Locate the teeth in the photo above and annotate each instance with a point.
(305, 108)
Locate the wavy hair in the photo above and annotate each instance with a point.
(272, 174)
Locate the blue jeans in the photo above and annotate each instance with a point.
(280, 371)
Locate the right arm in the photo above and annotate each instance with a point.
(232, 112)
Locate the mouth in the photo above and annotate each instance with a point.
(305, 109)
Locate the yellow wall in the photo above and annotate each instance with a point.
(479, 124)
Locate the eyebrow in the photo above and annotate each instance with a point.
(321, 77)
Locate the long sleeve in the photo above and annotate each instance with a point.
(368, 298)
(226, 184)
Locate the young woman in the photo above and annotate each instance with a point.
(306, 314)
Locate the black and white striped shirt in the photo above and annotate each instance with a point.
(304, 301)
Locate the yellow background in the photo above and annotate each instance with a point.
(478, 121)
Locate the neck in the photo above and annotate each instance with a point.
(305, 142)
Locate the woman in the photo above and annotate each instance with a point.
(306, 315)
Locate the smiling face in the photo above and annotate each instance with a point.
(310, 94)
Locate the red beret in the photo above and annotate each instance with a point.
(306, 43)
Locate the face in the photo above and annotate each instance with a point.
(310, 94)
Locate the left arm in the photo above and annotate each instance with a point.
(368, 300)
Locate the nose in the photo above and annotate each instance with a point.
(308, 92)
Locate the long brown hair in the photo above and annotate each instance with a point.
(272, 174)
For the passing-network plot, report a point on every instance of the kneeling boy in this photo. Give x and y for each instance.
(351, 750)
--
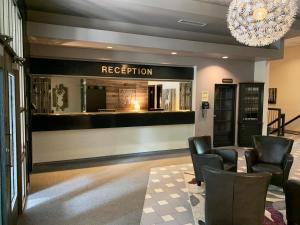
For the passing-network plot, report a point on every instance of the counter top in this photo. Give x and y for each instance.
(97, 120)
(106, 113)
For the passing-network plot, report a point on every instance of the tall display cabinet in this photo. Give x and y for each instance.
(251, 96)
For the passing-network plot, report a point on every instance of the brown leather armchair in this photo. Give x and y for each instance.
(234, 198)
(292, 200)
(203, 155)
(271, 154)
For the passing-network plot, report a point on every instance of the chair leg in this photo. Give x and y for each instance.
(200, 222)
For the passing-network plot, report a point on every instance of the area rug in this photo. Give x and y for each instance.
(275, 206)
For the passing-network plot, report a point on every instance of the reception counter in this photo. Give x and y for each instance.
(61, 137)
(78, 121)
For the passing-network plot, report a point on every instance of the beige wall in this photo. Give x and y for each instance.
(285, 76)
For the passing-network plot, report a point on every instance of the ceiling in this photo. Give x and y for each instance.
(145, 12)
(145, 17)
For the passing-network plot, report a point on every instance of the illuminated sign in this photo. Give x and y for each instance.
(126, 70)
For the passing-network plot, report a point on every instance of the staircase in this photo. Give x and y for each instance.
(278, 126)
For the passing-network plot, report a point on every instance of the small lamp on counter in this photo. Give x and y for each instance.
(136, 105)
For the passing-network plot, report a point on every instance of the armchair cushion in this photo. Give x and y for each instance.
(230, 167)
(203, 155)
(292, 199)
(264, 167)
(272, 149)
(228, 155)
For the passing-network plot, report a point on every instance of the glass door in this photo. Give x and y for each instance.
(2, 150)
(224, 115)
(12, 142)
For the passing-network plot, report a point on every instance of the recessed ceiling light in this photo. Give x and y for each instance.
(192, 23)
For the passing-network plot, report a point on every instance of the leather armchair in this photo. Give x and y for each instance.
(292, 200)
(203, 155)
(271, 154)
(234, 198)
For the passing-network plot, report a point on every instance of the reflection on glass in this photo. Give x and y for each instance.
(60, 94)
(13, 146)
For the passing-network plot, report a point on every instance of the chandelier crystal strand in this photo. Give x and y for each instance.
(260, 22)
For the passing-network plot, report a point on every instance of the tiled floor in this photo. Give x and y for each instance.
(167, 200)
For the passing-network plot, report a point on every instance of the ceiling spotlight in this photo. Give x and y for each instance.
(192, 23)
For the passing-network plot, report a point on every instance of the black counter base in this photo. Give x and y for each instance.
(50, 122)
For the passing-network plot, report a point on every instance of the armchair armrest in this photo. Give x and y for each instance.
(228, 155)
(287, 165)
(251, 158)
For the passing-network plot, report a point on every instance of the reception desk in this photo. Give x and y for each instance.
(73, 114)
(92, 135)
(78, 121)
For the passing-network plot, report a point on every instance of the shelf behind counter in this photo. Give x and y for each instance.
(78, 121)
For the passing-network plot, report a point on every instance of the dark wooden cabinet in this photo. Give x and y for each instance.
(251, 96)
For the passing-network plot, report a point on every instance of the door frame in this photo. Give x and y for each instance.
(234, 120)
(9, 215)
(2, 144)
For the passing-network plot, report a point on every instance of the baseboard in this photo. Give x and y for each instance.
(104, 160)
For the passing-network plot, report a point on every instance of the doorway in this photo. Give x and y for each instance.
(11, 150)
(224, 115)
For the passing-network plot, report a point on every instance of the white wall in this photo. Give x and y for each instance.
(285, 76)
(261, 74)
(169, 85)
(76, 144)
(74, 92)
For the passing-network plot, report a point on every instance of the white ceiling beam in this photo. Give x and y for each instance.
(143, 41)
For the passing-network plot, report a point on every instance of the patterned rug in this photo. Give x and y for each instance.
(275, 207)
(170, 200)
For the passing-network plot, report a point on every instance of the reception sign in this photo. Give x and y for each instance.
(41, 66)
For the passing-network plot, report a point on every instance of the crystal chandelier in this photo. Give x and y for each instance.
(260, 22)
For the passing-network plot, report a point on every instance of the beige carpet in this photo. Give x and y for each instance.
* * *
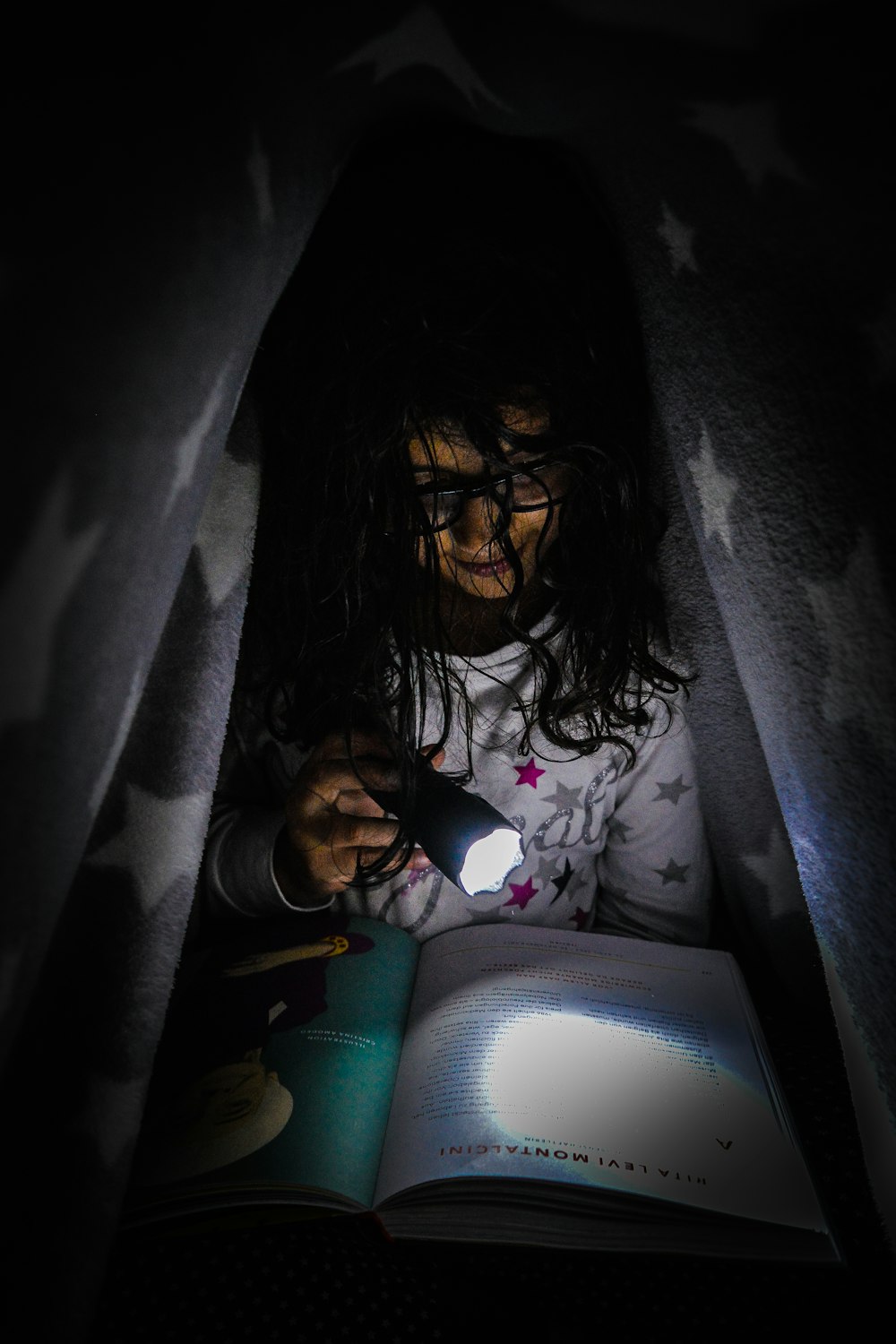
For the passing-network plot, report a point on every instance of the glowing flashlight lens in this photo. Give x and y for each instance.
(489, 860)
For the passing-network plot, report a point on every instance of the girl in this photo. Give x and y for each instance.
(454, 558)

**Task directions:** Tally the lines above that contain the word "white", and reply with that number alone.

**Full output:** 3